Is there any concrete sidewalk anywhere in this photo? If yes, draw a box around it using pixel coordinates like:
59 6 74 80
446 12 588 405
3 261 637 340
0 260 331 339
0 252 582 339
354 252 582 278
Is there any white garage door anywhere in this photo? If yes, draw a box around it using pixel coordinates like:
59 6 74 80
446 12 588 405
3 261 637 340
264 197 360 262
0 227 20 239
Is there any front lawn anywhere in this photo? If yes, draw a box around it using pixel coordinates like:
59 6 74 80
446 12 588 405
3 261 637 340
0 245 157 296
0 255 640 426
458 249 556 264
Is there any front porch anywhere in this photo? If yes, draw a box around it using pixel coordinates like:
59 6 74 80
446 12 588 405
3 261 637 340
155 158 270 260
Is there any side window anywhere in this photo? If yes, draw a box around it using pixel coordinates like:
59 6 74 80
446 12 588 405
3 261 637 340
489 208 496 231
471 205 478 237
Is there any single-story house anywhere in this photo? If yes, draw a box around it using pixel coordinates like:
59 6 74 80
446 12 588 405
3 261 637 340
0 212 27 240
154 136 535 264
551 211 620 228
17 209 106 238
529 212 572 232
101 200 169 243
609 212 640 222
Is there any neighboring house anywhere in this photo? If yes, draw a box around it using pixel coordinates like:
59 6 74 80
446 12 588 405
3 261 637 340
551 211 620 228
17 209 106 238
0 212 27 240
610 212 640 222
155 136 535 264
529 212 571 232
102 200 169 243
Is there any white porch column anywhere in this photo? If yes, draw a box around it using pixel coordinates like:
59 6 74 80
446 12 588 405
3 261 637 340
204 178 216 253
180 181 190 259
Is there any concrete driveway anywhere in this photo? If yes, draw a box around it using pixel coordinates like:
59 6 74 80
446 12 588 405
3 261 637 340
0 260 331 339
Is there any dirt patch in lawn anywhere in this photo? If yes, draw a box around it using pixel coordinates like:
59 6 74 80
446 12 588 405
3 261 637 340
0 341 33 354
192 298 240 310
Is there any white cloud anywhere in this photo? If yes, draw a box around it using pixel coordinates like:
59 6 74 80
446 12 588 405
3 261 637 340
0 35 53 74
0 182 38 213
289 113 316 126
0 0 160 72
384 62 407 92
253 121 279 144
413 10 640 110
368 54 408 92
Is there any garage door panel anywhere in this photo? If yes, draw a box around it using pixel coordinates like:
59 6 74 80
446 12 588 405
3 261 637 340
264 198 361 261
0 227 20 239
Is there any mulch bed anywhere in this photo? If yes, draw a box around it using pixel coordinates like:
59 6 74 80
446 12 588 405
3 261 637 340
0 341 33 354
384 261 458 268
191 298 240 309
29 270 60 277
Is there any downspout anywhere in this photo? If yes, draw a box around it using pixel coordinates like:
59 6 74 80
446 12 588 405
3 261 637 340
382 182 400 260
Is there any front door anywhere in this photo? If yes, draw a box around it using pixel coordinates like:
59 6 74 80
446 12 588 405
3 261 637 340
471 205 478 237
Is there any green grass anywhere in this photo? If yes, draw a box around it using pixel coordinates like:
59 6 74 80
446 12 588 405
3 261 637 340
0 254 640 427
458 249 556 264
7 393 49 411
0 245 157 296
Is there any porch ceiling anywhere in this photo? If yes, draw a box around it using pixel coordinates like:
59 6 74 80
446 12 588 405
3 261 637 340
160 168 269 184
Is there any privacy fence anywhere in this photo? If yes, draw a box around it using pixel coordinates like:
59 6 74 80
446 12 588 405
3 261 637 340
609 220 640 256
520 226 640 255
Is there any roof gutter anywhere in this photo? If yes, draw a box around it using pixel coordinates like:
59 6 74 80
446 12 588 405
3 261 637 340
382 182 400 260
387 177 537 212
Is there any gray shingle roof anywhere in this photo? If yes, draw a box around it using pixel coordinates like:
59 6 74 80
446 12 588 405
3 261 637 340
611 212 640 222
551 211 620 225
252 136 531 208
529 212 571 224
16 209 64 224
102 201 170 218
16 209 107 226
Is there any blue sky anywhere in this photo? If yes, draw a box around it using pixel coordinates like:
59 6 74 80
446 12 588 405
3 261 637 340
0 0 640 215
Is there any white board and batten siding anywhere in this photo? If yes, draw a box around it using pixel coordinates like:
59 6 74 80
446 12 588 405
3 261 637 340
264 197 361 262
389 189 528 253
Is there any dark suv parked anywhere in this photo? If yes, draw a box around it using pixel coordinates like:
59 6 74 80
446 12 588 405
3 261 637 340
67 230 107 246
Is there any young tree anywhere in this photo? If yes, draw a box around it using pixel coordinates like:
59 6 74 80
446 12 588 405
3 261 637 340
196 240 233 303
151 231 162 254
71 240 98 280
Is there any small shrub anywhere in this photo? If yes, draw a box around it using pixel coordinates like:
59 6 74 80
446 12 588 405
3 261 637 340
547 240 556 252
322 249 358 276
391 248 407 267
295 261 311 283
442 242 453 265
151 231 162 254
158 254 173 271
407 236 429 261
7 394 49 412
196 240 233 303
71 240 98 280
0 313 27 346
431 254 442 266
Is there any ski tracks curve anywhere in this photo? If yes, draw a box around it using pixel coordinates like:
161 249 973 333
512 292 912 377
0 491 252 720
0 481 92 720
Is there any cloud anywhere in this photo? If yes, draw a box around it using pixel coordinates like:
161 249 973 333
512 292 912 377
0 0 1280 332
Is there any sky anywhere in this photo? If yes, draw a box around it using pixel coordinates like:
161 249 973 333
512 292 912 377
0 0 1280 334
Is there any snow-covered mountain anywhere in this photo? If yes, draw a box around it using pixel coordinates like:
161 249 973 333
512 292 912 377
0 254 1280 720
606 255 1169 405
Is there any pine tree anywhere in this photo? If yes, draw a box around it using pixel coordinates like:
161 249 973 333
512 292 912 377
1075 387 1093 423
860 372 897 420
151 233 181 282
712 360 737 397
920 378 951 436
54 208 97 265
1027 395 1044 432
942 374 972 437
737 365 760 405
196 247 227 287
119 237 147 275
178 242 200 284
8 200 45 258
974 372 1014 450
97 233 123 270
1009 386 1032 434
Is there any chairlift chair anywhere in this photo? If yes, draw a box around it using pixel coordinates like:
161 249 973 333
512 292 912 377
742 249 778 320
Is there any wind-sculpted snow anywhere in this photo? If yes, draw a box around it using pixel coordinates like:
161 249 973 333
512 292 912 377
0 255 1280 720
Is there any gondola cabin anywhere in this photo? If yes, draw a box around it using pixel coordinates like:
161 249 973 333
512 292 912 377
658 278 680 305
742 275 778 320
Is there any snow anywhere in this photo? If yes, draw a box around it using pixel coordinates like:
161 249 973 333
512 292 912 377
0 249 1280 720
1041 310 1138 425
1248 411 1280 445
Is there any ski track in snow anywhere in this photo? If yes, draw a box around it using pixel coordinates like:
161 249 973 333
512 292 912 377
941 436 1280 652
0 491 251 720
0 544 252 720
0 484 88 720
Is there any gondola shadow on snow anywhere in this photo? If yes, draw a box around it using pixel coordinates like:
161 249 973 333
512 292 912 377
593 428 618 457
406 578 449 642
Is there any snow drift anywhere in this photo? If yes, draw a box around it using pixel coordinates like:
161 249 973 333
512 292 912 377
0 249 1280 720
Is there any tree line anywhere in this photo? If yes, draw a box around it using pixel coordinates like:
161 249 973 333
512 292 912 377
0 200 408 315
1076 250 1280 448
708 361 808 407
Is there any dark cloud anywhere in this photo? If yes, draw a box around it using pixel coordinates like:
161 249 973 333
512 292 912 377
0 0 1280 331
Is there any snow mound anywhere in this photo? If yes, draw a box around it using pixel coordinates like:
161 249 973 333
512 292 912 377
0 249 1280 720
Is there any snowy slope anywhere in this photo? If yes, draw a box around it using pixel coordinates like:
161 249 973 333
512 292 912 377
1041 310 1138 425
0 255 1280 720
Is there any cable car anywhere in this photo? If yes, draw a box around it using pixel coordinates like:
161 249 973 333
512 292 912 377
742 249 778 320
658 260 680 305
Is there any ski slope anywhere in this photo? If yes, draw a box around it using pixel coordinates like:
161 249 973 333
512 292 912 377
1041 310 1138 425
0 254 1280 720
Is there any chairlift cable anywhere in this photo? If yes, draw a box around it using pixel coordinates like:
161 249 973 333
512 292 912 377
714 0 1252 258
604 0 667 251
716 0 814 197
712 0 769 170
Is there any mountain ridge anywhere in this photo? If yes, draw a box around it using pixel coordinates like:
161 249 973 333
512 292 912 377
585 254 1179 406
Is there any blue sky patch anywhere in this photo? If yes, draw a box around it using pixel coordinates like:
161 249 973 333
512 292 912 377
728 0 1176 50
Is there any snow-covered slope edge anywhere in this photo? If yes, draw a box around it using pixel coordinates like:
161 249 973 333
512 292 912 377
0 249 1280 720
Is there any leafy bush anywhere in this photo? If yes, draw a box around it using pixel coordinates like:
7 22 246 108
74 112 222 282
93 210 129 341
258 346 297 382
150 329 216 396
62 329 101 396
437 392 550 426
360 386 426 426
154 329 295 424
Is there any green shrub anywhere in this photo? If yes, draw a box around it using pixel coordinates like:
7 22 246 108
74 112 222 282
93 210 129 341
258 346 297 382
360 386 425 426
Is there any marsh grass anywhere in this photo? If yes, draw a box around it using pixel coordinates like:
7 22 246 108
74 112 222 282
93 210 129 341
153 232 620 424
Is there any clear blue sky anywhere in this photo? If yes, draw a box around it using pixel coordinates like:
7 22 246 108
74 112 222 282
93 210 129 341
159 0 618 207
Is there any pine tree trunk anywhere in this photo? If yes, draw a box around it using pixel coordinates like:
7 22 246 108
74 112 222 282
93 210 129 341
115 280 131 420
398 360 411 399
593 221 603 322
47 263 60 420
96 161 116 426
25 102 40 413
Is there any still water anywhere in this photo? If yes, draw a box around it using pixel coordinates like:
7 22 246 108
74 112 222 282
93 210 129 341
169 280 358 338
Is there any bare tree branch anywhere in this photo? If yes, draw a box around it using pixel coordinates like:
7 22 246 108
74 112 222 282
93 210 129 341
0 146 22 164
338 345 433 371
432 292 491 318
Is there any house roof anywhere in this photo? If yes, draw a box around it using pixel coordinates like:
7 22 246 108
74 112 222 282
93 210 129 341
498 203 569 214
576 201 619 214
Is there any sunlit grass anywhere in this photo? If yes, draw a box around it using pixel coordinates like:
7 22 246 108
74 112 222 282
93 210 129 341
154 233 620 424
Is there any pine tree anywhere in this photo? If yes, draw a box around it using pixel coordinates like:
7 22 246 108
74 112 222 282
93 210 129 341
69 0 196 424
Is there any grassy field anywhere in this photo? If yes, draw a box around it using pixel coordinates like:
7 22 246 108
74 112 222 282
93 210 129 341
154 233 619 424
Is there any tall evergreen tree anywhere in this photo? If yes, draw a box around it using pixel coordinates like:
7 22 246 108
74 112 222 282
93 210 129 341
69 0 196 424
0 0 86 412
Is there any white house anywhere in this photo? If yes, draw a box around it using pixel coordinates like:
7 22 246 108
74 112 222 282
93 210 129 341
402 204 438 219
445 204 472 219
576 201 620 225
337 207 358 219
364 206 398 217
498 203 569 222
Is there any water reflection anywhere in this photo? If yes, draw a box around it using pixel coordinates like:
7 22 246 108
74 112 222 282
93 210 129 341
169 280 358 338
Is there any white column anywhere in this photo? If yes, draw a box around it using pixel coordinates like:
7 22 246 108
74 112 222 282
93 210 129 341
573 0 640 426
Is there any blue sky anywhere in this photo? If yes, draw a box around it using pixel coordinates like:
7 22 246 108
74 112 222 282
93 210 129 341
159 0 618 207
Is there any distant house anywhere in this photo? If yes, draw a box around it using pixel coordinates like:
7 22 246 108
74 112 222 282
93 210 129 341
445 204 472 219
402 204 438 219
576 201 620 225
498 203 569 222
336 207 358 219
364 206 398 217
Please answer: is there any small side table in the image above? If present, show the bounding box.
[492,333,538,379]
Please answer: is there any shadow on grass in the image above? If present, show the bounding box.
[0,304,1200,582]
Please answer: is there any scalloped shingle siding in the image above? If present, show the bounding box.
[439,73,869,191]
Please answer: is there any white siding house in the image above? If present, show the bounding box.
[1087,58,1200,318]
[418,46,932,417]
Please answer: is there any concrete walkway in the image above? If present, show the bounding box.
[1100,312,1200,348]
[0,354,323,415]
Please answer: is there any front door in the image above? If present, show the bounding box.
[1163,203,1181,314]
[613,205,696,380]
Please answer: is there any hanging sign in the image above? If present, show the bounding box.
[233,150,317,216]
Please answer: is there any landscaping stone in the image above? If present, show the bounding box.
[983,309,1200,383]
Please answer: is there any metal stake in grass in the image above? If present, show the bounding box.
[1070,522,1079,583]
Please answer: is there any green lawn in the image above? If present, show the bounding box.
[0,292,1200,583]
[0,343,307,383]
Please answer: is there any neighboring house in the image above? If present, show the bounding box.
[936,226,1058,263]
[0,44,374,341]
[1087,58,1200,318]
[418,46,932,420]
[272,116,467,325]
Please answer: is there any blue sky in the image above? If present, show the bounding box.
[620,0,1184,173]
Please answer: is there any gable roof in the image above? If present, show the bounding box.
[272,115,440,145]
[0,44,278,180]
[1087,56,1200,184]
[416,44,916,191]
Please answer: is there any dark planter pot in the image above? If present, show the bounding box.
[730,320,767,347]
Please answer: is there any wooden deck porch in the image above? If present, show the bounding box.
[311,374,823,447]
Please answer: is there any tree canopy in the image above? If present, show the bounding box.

* [Instructions for the task]:
Write out the rows above exactly as they appear, beginning at the line that contains "Please answer: is there any gable" and continuing through the last row, including both ends.

* [Solution]:
Please answer: is there any gable roof in the image above? If present, show the bounding box.
[272,115,440,145]
[0,44,278,180]
[1087,56,1200,184]
[416,44,916,191]
Please answer: is there any dark planter pot in the image above? If present, show the bounding box.
[730,320,767,347]
Please answer: is there any wooden deck porch in the image above? If present, show the bounding box.
[311,374,823,447]
Please answer: is there any tree canopy in the image above? If present, show the bounding box.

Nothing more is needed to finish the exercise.